(Prompt) Using the data below, return all lines in which "side" appears.

- - - -

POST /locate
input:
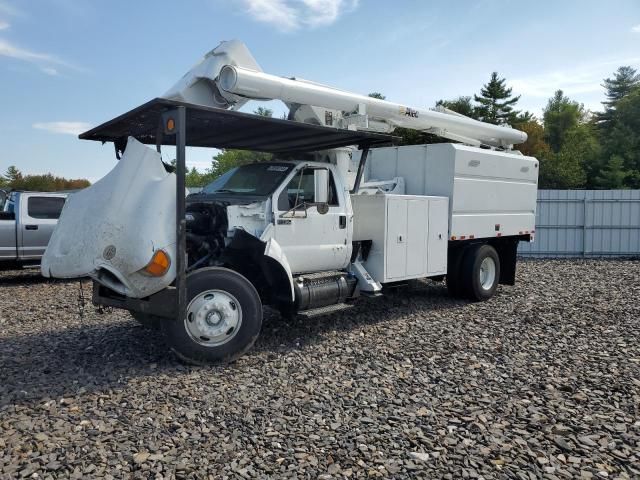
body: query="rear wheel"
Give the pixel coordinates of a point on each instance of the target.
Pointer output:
(223, 318)
(480, 272)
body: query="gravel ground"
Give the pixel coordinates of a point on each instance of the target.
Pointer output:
(541, 381)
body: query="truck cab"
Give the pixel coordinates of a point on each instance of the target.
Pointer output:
(27, 221)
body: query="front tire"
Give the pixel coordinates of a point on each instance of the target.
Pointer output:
(223, 318)
(480, 272)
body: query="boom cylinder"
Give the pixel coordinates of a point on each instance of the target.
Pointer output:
(259, 85)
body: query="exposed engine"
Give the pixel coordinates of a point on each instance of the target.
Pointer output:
(206, 229)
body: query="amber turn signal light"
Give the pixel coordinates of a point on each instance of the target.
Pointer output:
(159, 264)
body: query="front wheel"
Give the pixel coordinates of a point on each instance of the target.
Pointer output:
(480, 272)
(222, 321)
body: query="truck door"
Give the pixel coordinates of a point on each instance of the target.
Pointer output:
(38, 217)
(8, 232)
(312, 241)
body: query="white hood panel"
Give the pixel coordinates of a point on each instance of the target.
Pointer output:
(110, 230)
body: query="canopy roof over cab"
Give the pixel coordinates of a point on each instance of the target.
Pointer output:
(219, 128)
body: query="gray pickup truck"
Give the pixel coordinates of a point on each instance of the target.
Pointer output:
(27, 220)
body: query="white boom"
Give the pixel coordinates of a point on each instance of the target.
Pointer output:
(228, 76)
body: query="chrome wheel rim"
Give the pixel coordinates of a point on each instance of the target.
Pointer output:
(213, 318)
(487, 273)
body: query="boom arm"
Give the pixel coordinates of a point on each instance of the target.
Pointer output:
(232, 76)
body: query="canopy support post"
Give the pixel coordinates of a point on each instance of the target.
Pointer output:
(174, 123)
(361, 165)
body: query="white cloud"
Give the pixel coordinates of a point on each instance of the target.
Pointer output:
(9, 9)
(290, 15)
(43, 60)
(576, 80)
(50, 71)
(68, 128)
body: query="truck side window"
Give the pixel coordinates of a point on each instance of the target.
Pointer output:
(48, 208)
(303, 189)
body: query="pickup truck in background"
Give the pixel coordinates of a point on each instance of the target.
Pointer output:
(27, 220)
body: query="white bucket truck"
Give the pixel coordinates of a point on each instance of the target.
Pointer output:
(334, 215)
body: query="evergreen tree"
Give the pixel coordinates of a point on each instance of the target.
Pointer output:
(12, 174)
(613, 174)
(496, 102)
(461, 105)
(622, 138)
(560, 115)
(624, 80)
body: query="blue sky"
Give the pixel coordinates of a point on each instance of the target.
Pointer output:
(66, 65)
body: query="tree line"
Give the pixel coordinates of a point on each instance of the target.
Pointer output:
(577, 148)
(14, 179)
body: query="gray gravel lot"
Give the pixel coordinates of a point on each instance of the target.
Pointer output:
(541, 381)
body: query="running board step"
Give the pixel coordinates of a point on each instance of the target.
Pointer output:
(321, 311)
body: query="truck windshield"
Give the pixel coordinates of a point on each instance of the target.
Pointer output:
(255, 179)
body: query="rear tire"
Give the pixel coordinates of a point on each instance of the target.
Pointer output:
(480, 272)
(223, 319)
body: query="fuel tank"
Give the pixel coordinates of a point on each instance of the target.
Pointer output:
(111, 230)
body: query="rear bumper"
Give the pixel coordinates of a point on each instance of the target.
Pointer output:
(161, 304)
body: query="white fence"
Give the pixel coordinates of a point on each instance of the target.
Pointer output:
(586, 223)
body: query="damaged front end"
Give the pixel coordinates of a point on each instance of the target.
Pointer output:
(121, 230)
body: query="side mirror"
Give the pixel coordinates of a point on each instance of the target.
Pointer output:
(321, 183)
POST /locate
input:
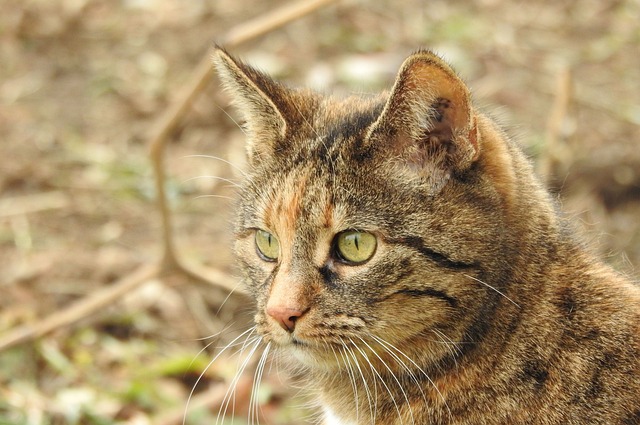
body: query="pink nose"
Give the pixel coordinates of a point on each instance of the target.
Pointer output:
(285, 316)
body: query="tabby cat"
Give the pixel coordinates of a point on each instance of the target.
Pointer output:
(400, 248)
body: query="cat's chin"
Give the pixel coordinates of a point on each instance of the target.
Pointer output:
(313, 357)
(309, 354)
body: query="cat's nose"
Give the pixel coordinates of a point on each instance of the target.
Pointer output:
(285, 316)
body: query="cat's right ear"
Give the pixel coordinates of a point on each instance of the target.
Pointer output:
(262, 102)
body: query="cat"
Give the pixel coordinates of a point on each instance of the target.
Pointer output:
(401, 250)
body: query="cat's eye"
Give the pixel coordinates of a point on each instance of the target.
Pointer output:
(267, 245)
(355, 247)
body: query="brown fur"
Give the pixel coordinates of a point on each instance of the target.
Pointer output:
(478, 306)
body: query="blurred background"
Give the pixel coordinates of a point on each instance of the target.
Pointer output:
(82, 82)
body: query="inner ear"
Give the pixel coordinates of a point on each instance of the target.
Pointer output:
(428, 119)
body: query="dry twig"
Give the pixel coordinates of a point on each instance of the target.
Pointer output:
(554, 123)
(160, 133)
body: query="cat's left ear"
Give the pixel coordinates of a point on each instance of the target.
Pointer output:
(428, 119)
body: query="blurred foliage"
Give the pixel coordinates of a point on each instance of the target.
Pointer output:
(82, 81)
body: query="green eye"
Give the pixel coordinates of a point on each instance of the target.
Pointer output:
(355, 247)
(267, 245)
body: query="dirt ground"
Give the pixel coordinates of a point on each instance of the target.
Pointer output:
(82, 82)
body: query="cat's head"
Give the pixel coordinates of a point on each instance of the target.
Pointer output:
(366, 222)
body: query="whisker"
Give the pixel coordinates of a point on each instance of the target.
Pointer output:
(186, 407)
(371, 398)
(491, 287)
(212, 196)
(232, 165)
(231, 391)
(449, 343)
(387, 347)
(254, 403)
(433, 384)
(395, 378)
(231, 182)
(377, 374)
(352, 379)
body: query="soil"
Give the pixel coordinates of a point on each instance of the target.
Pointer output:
(82, 83)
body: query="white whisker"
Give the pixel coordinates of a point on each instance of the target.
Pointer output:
(232, 165)
(435, 387)
(371, 398)
(229, 397)
(377, 374)
(231, 182)
(186, 407)
(212, 196)
(395, 378)
(491, 287)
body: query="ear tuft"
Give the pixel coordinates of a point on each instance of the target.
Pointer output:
(259, 99)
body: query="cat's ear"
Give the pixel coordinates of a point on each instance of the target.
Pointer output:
(428, 119)
(262, 102)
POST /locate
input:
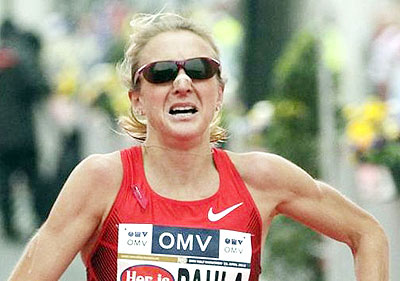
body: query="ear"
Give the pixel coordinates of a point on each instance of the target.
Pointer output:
(136, 101)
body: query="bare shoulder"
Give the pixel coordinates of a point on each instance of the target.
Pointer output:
(90, 188)
(272, 173)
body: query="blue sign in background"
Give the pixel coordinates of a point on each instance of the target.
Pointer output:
(185, 241)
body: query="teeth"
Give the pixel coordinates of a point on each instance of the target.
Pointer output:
(183, 110)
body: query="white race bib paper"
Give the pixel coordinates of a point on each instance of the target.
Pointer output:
(149, 252)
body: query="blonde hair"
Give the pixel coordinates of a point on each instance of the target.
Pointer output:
(144, 28)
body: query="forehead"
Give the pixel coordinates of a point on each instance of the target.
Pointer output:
(175, 45)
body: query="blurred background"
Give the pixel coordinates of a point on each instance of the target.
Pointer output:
(317, 82)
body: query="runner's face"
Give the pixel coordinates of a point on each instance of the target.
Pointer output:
(183, 108)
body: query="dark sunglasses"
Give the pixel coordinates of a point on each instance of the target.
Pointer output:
(166, 71)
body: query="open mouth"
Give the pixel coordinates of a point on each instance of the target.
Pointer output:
(183, 110)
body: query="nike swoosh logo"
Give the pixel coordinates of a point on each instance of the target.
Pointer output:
(217, 216)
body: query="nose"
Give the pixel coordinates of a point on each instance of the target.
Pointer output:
(182, 83)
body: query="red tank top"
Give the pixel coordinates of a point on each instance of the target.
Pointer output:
(232, 209)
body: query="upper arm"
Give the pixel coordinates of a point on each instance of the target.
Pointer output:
(73, 219)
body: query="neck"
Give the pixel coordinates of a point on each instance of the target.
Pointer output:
(180, 173)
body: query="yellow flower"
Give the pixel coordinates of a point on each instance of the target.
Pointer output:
(390, 129)
(67, 81)
(375, 111)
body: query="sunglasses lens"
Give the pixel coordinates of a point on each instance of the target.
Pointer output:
(161, 72)
(201, 68)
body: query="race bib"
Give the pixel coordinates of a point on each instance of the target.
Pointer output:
(149, 252)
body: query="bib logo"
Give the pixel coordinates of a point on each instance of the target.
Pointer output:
(146, 273)
(185, 241)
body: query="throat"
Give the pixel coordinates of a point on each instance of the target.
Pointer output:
(187, 178)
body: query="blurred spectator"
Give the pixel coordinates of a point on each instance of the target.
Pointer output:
(384, 68)
(22, 85)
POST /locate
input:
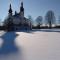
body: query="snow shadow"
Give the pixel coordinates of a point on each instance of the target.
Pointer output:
(46, 30)
(8, 45)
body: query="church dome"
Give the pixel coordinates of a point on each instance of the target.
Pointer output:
(16, 20)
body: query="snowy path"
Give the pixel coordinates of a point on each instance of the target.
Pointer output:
(36, 46)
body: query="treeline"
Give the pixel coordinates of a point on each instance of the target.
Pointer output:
(49, 21)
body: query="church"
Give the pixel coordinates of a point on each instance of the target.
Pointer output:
(17, 21)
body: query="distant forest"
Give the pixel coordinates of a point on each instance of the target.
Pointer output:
(39, 23)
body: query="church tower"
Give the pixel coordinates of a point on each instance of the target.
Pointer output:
(10, 10)
(21, 10)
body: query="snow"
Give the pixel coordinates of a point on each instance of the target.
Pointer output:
(41, 44)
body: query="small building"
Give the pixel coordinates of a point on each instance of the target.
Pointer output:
(17, 21)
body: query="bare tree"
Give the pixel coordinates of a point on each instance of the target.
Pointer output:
(50, 18)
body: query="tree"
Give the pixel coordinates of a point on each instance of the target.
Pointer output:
(39, 20)
(50, 18)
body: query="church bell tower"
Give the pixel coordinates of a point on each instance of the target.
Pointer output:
(10, 10)
(21, 10)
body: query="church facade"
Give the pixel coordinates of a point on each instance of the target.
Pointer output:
(17, 21)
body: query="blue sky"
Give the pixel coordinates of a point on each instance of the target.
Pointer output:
(32, 7)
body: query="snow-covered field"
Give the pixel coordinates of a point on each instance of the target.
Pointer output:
(35, 45)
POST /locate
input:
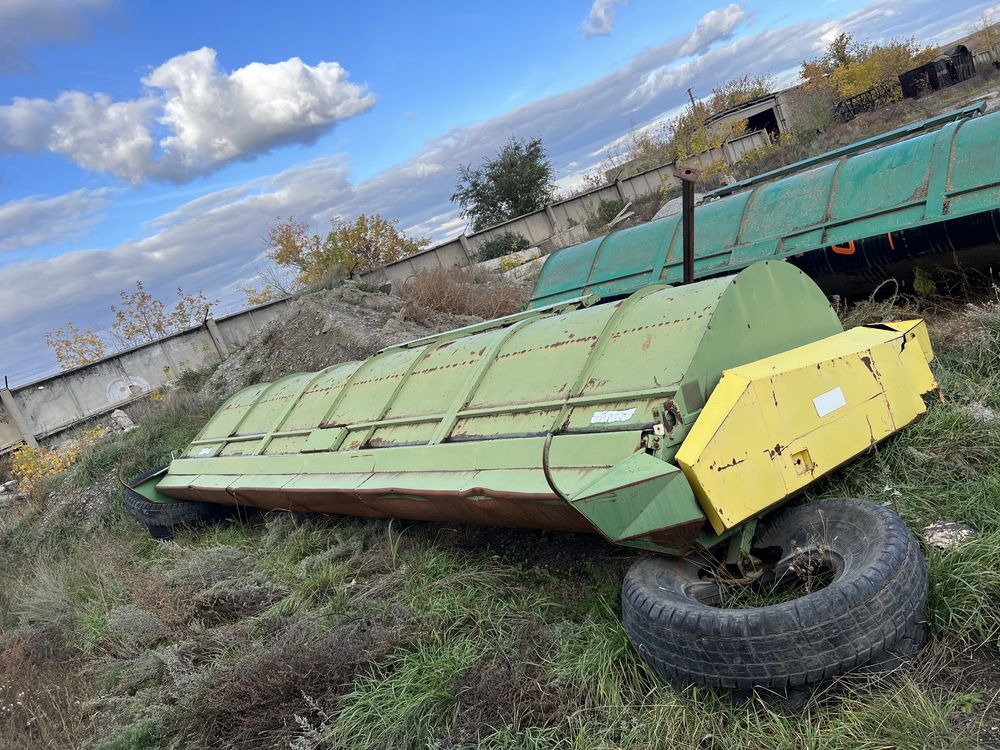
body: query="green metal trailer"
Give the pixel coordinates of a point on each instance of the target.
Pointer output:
(677, 421)
(849, 218)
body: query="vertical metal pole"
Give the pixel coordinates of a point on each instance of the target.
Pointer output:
(687, 217)
(687, 176)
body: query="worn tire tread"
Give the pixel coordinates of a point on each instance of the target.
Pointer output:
(865, 615)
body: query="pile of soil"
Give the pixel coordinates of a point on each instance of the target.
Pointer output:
(324, 328)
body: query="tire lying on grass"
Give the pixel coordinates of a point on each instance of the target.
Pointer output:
(868, 612)
(163, 519)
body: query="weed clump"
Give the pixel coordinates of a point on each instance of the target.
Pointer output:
(464, 291)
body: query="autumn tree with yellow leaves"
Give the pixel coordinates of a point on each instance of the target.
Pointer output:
(73, 347)
(298, 258)
(851, 67)
(139, 319)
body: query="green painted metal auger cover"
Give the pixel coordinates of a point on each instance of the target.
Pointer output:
(860, 211)
(536, 420)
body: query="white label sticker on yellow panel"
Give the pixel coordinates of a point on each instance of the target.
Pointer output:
(608, 417)
(829, 401)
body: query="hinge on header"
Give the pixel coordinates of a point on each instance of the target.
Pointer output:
(665, 418)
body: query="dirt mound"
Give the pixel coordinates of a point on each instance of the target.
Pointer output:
(327, 327)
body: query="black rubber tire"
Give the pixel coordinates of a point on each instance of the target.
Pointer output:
(870, 611)
(162, 519)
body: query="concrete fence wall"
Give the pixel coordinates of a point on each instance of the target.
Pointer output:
(53, 404)
(563, 222)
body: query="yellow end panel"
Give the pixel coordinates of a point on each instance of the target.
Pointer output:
(773, 426)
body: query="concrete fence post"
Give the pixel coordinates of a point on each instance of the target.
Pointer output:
(14, 412)
(552, 219)
(217, 341)
(466, 248)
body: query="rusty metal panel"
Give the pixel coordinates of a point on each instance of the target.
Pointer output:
(532, 421)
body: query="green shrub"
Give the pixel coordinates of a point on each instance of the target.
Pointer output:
(608, 210)
(503, 244)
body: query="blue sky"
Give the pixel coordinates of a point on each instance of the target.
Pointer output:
(158, 141)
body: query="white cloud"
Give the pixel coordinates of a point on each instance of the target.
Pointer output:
(25, 23)
(35, 220)
(715, 26)
(601, 19)
(213, 242)
(210, 117)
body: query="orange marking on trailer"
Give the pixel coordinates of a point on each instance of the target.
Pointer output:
(847, 249)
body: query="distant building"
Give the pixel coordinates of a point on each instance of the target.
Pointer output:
(771, 112)
(950, 67)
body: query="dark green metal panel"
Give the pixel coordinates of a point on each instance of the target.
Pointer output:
(852, 211)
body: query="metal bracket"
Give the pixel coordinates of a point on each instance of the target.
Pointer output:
(738, 553)
(666, 418)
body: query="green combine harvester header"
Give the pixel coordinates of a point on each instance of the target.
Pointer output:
(676, 419)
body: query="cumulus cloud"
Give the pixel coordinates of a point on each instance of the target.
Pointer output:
(36, 220)
(209, 117)
(601, 19)
(715, 26)
(213, 242)
(25, 23)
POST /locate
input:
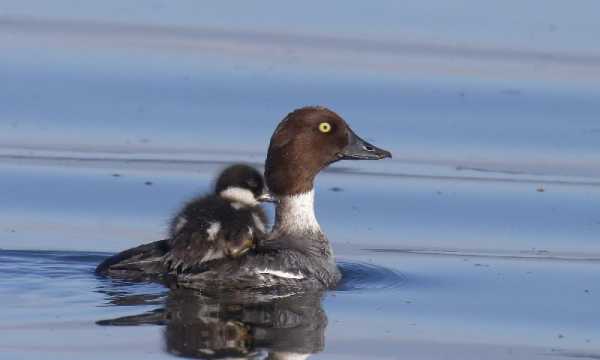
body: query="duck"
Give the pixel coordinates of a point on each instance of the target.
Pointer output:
(223, 224)
(295, 255)
(227, 223)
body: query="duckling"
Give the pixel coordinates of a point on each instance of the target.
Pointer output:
(227, 223)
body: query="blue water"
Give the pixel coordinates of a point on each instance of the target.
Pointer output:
(479, 239)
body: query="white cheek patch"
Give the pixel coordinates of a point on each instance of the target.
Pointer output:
(239, 195)
(297, 214)
(181, 221)
(213, 230)
(282, 274)
(258, 223)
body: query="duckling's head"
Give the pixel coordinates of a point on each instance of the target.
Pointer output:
(305, 142)
(242, 184)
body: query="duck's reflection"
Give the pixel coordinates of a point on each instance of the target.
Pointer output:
(235, 325)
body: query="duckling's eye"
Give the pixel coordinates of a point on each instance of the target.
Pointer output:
(325, 127)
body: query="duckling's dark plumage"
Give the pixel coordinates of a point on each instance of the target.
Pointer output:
(213, 227)
(227, 223)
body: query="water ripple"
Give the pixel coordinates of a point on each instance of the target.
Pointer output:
(361, 276)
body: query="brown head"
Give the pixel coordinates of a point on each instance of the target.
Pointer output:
(305, 142)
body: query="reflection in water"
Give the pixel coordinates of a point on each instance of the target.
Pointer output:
(236, 325)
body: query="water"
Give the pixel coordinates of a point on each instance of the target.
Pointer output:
(478, 240)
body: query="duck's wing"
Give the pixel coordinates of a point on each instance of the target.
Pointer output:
(140, 261)
(286, 270)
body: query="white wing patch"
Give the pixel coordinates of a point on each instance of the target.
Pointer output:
(237, 205)
(212, 230)
(281, 274)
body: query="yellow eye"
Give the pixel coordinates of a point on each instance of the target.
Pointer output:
(324, 127)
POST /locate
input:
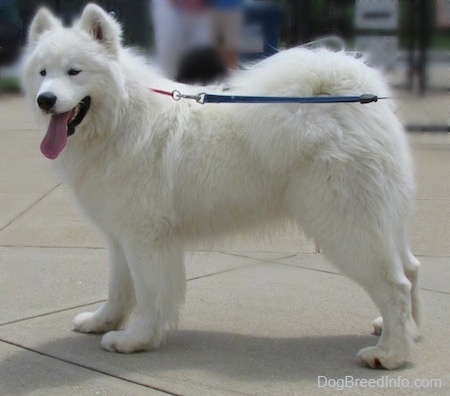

- - - -

(Response area)
body: query="truck side window"
body: query="side mirror"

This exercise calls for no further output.